---------- Source records ----------

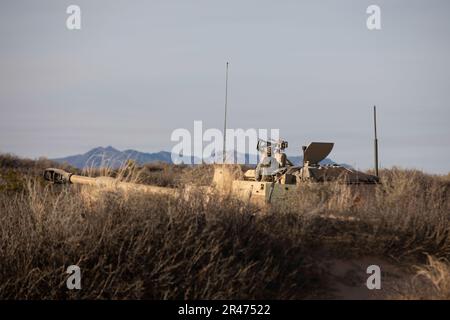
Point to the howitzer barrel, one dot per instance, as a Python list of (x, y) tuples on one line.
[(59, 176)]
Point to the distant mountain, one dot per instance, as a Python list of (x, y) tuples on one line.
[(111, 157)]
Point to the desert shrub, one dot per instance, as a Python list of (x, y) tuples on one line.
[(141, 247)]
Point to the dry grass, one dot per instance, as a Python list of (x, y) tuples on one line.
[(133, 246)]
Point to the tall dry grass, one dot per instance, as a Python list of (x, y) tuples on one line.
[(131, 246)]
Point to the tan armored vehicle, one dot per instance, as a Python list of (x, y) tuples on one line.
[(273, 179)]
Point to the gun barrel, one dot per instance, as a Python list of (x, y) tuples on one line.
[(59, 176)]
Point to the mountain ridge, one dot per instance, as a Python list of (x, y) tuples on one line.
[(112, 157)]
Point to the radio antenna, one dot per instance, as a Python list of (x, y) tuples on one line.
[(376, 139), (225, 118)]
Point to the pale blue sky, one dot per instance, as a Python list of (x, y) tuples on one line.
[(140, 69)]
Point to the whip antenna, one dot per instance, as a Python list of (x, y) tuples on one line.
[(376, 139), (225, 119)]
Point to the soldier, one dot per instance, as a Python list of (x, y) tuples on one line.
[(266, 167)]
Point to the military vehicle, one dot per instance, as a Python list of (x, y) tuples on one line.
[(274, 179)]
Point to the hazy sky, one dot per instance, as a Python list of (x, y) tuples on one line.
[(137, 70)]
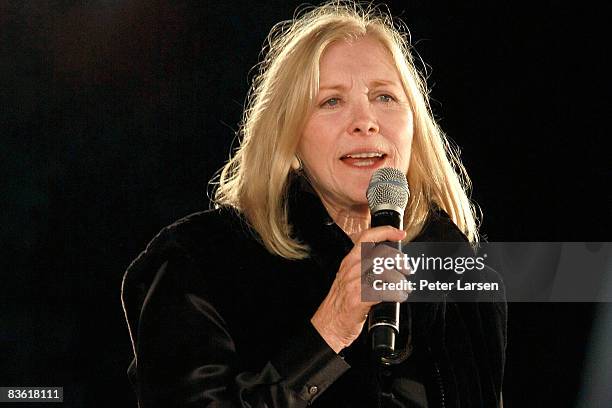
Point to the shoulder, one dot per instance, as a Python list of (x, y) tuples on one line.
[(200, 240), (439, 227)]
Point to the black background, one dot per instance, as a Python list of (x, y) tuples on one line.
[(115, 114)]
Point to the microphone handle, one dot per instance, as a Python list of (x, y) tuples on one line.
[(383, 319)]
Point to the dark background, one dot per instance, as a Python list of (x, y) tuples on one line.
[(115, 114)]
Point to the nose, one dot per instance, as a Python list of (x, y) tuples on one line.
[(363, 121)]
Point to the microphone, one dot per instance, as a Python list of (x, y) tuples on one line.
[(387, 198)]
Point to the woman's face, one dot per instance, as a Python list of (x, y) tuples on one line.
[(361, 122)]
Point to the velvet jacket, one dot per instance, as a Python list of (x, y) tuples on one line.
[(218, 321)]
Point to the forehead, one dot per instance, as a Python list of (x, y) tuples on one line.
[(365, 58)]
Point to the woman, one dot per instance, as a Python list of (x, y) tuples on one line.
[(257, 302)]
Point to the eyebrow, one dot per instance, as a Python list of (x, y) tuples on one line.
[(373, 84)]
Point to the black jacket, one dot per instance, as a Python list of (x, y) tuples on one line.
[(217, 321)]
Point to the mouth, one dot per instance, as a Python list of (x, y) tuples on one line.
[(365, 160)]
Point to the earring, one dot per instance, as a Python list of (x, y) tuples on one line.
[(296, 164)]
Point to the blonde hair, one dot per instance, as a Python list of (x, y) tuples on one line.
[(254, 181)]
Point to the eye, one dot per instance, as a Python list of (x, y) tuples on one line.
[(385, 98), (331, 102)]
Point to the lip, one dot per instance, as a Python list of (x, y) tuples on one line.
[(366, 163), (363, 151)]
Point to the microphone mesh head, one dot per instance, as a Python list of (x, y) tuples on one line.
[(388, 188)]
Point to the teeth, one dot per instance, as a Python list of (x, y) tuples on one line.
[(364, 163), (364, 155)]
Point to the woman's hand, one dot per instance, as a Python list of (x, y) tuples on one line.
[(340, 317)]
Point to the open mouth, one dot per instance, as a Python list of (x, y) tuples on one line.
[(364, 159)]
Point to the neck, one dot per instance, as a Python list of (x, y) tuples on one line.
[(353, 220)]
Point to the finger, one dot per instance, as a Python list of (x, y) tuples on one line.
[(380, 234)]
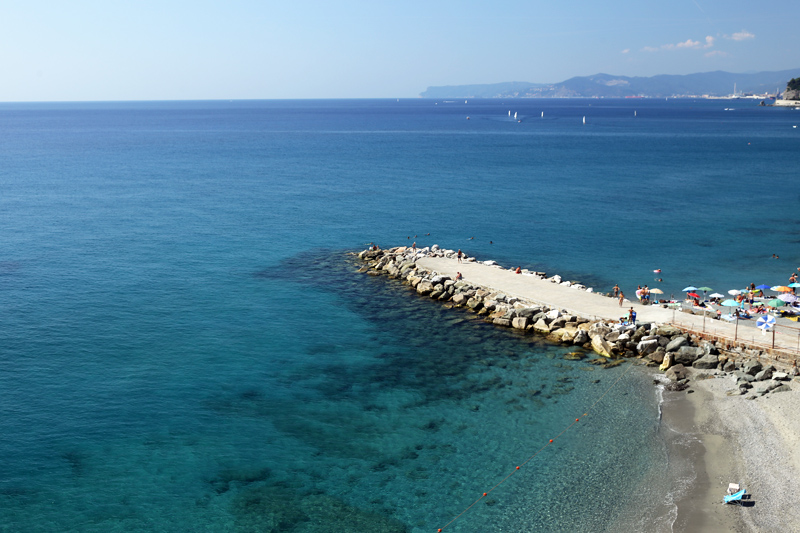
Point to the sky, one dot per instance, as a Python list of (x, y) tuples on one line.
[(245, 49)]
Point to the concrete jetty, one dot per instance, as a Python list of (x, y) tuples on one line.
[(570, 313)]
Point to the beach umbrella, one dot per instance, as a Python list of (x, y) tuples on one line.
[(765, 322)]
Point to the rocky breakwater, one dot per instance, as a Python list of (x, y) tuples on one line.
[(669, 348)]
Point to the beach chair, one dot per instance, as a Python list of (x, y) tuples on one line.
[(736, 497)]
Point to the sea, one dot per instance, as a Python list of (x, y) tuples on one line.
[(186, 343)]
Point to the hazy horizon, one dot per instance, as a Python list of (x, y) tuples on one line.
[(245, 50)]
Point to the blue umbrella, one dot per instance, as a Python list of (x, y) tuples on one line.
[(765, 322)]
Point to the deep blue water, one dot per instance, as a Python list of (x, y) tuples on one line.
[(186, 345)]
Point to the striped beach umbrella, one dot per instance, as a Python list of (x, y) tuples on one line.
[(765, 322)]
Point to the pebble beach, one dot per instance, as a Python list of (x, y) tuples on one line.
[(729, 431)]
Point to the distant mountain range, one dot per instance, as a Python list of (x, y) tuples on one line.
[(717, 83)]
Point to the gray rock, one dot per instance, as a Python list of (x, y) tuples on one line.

----------

Short exercise. Could you quote, exactly as they appear, the line containing "Point to the beach chair, one" and every line after it to the end of the records above?

Expected output.
Point to the beach chair, one dot per instance, as a Python list of (x, y) tuples on one line.
[(736, 497)]
Point to the sea, one dot per instance, as a Python list of (x, y) tuples on one line.
[(186, 343)]
Point to the hazy horizon, one dot per instance, as a Python list of (x, y) tuples on one line.
[(245, 50)]
Point to the blue umbrella, one dot per instance, as a Python list of (x, y) tuples on one line.
[(765, 322)]
Point to the deep blue water, one dot per instance, as a Python list of (x, y) tuples on one line.
[(186, 345)]
Point to the striped beach umbrella, one dot per instance, as a Python list of (x, y) tuples on one line.
[(765, 322)]
Point to the pebble beach, one dot per instance, as a Python list of (x, y) tuples on one line.
[(729, 431)]
Point to the distant mountain range, one dot per instance, as a Python list of (x, y) tuples on one line.
[(717, 83)]
Point to the gray rock, one dot per instance, as a Python list of (x, y) tuples on one line.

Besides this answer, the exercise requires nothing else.